#### Given instruction A:
Summarize the passage on car body kits in two sentences.

#### Passage to read:

A body kit or bodykit is a set of modified body parts or additional components that install on a stock car. Typically composed of front and rear bumpers, side skirts, spoilers, bonnets (bonnet scoop), and sometimes front and rear side guards and roof scoops. There are many companies that offer alternatives to the original factory appearance of the vehicle. Body kit components are designed to complement each other and work together as a complete design. Despite this, the 'mix and match' approach is often seen on cars, where the front of one body kit will be matched with the rear of another, for example.

Automotive body kits are usually constructed of either fiberglass, polyurethane, or in some cases carbon fiber. Fiberglass is cheap and widely available, although it can crack upon impact. Polyurethane is popular because it is flexible and thus more resistant to damage. Carbon fiber body kits are rare, due to the cost of the materials, and are rarely seen on street-legal vehicles.

Factory-fitted body kits are now becoming more common, perhaps in response to the growth of the aftermarket tuning industry in the late 1990s and onwards. Many manufacturers now work in-house with their motor sport divisions to develop styling upgrades (such as HSV). Well-known body kit brands include Veilside, Mansory, Novitec Group, Hamann Motorsport, Liberty Walk and Rocket Bunny.

#### Supplied data:

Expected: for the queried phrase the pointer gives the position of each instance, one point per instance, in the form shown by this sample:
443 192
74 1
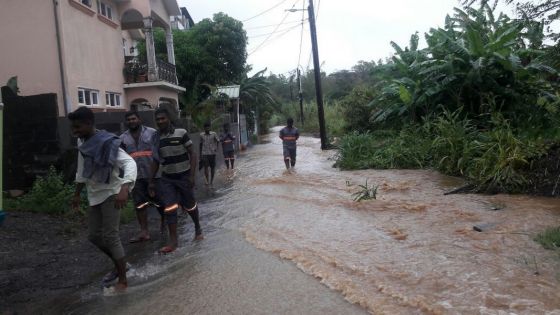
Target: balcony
136 71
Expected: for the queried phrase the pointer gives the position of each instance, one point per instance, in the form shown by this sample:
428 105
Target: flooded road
411 251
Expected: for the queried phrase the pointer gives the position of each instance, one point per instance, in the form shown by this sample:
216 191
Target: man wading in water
138 141
100 163
227 139
208 147
173 150
289 136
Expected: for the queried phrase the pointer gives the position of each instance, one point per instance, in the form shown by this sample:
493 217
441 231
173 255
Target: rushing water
411 251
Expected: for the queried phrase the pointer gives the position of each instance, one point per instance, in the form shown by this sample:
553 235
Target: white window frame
113 99
105 9
88 97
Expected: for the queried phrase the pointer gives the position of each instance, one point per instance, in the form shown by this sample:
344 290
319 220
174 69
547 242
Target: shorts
141 194
208 160
289 153
176 190
229 155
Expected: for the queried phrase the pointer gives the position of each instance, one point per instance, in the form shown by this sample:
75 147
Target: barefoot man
208 147
174 152
289 136
228 139
100 162
138 141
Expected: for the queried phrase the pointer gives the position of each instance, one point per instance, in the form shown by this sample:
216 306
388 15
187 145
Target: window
105 9
113 99
88 97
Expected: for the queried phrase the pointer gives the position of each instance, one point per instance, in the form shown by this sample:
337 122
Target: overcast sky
348 31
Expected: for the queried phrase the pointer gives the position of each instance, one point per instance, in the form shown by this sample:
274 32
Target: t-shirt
99 192
289 137
172 151
227 140
141 151
209 143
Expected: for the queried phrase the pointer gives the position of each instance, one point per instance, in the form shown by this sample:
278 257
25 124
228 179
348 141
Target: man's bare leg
120 265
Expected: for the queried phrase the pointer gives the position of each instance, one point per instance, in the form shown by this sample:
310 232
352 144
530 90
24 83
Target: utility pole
300 99
316 67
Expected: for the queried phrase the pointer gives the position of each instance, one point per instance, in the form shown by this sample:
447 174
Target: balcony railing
166 71
136 71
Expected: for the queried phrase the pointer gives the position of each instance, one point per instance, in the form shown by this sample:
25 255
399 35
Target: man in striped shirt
138 141
173 151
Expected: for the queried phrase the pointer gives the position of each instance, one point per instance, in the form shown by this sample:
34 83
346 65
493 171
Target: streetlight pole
2 214
316 67
300 95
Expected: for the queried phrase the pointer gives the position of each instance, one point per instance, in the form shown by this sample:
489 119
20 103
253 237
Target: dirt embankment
46 258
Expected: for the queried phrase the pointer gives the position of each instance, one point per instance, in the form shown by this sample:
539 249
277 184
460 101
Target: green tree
213 52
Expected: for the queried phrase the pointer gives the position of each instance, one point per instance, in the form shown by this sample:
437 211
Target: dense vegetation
480 101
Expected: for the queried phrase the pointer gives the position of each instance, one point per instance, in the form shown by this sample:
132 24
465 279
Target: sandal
166 249
113 275
139 239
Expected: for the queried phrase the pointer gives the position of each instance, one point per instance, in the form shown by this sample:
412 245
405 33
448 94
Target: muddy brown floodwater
411 251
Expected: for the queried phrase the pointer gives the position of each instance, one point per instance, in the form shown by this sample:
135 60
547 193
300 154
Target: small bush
49 194
366 192
549 238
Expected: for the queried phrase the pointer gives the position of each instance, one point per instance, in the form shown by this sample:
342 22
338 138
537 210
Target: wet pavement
295 242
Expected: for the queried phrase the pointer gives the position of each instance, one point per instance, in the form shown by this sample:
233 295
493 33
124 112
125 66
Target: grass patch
366 192
494 159
549 238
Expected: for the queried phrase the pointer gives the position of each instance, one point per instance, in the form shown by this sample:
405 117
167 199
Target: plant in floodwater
549 238
366 192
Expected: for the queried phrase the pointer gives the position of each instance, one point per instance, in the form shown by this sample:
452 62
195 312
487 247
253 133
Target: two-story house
82 50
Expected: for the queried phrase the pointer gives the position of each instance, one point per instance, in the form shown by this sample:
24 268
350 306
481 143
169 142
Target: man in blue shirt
289 136
138 141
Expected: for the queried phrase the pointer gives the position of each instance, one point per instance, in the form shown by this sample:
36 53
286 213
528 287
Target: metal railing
166 71
137 71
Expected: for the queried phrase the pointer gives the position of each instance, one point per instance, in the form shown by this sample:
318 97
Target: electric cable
265 11
275 29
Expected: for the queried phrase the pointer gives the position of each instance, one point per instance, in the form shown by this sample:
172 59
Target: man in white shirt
108 174
208 147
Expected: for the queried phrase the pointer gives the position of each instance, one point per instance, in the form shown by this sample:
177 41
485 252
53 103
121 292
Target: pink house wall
29 48
93 53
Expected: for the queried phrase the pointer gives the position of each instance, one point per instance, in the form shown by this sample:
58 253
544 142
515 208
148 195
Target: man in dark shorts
138 141
289 136
228 139
173 150
208 147
108 173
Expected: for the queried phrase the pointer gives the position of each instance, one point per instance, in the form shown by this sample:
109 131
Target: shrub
49 194
549 238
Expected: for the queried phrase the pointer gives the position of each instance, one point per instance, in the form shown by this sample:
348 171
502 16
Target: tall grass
496 159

#### Given instruction B:
Locate each line in the rows that contains the string "shorts", and copy every such line.

#### Result A:
A body kit is a set of modified or additional body parts, such as bumpers, side skirts and spoilers, that install on a stock car and are usually made of fiberglass, polyurethane or sometimes carbon fiber. Factory-fitted body kits are becoming more common, and many manufacturers now work with their motor sport divisions to develop styling upgrades.

#### Result B:
Target: shorts
Target: man in dark shorts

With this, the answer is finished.